TERMINATION AND RELEASE AGREEMENT
THIS TERMINATION AGREEMENT ("Agreement") is dated and effective this
7th day of April, 2006 ("Effective Date") by and between Xxxxx Xxxxxxxx
("Xxxxxxxx") and Liberty Diversified Holdings, Inc., a California
corporation ("Liberty"). Liberty and Xxxxxxxx shall sometimes be referred
to individually as the "Party" and collectively as the "Parties."
RECITALS
A. Liberty and Xxxxxxxx, as purchaser and seller respectively, have
engaged in a series of transactions for the purchase and sale of Peaceful
Feet, Inc., a Georgia corporation, pursuant to a written purchase agreement
and securities purchase agreement, each dated and effective as of August
30th 2005 ("Purchase Agreements").
B. Neither of the Parties has performed pursuant to the Purchase
Agreements.
C. The Parties desire to cancel and rescind the Purchase Agreements,
terminate their business relationship, and extinguish any and all
obligations each Party has in relation to the other Party.
TERMINATION
1. Termination. In consideration of (1) the forfeiture by Liberty
of delivery of 100% of the issued and outstanding stock of Peaceful Feet,
Inc. in accordance with the Purchase Agreements and (2) Xxxxxxxx'
forfeiture of any and all payments, in the form of preferred stock of
Liberty, as contemplated by the Purchase Agreements, the Parties hereby
agree to terminate, rescind and cancel the Purchase Agreements as of the
date first set forth above, and the parties thereto shall have no further
rights or obligations thereunder.

- **Requirement**
According to the termination agreement, under the laws of which state is Liberty Diversified Holdings, Inc. incorporated?

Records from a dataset
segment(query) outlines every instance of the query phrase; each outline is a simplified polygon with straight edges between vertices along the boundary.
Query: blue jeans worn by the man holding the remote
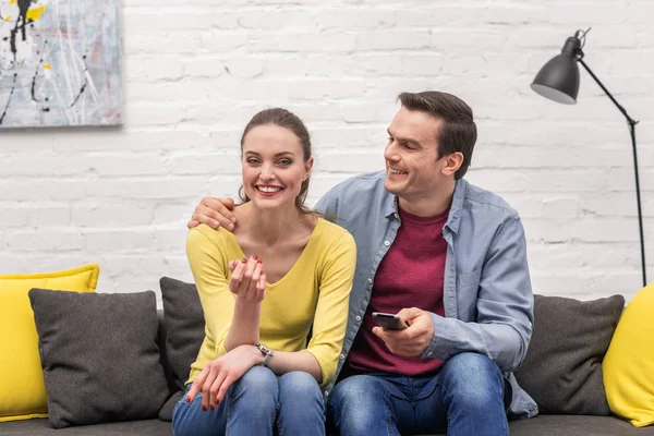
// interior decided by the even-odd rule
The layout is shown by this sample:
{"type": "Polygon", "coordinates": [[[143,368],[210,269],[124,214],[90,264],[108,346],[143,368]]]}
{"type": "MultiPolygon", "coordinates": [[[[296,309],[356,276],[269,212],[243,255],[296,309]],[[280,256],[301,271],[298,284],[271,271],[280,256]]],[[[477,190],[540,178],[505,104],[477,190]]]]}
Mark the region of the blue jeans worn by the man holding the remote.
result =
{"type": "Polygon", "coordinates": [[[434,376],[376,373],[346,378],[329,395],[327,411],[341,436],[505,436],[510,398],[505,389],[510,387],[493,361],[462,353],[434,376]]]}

==

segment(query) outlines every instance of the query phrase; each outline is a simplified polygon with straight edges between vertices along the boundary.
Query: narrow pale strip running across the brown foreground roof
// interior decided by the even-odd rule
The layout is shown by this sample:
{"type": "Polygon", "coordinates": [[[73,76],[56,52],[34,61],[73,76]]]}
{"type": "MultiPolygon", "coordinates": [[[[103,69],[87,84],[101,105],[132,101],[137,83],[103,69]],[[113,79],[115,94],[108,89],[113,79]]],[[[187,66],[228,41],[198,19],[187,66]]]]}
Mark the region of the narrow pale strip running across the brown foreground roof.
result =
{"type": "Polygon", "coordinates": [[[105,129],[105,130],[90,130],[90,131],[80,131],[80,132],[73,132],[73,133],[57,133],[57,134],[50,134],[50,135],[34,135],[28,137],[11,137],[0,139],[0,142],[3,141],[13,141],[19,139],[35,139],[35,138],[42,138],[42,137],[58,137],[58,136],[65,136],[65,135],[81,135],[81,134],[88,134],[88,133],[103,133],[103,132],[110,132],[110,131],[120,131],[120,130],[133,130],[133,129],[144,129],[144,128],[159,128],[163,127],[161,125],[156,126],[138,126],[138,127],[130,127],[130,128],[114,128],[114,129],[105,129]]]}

==

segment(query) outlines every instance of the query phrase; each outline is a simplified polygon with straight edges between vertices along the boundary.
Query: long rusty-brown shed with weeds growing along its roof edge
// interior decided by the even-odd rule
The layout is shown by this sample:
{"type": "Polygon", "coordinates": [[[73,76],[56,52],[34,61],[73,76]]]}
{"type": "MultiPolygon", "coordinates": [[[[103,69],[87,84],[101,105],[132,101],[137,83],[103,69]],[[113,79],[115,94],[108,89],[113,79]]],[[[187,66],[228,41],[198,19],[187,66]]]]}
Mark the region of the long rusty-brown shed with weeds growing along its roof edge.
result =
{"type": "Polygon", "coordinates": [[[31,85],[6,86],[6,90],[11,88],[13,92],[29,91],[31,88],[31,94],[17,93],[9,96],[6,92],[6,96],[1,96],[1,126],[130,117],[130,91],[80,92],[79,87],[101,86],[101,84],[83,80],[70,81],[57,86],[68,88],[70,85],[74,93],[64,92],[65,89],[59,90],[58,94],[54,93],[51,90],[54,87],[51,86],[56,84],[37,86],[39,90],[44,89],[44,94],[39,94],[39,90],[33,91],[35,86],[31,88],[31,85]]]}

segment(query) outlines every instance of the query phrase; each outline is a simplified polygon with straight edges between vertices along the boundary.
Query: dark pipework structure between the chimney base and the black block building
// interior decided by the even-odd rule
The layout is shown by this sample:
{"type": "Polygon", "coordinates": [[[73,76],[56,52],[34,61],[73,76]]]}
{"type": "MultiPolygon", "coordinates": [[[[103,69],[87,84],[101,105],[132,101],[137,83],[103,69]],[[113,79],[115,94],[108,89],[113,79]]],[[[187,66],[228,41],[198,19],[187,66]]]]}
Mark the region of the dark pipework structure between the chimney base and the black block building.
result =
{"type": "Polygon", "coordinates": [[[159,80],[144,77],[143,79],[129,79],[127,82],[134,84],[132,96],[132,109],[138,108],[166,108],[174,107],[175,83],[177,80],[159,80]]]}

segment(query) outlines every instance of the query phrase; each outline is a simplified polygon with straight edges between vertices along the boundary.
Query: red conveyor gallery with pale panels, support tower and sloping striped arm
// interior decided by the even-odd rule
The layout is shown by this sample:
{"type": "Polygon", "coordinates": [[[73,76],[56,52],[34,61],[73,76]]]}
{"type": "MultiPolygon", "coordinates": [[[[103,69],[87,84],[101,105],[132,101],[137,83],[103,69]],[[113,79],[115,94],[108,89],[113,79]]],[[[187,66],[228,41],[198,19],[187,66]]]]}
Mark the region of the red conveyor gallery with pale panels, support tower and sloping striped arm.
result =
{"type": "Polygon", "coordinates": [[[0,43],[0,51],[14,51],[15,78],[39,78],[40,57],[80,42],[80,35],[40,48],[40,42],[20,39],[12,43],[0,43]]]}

- **Expected answer**
California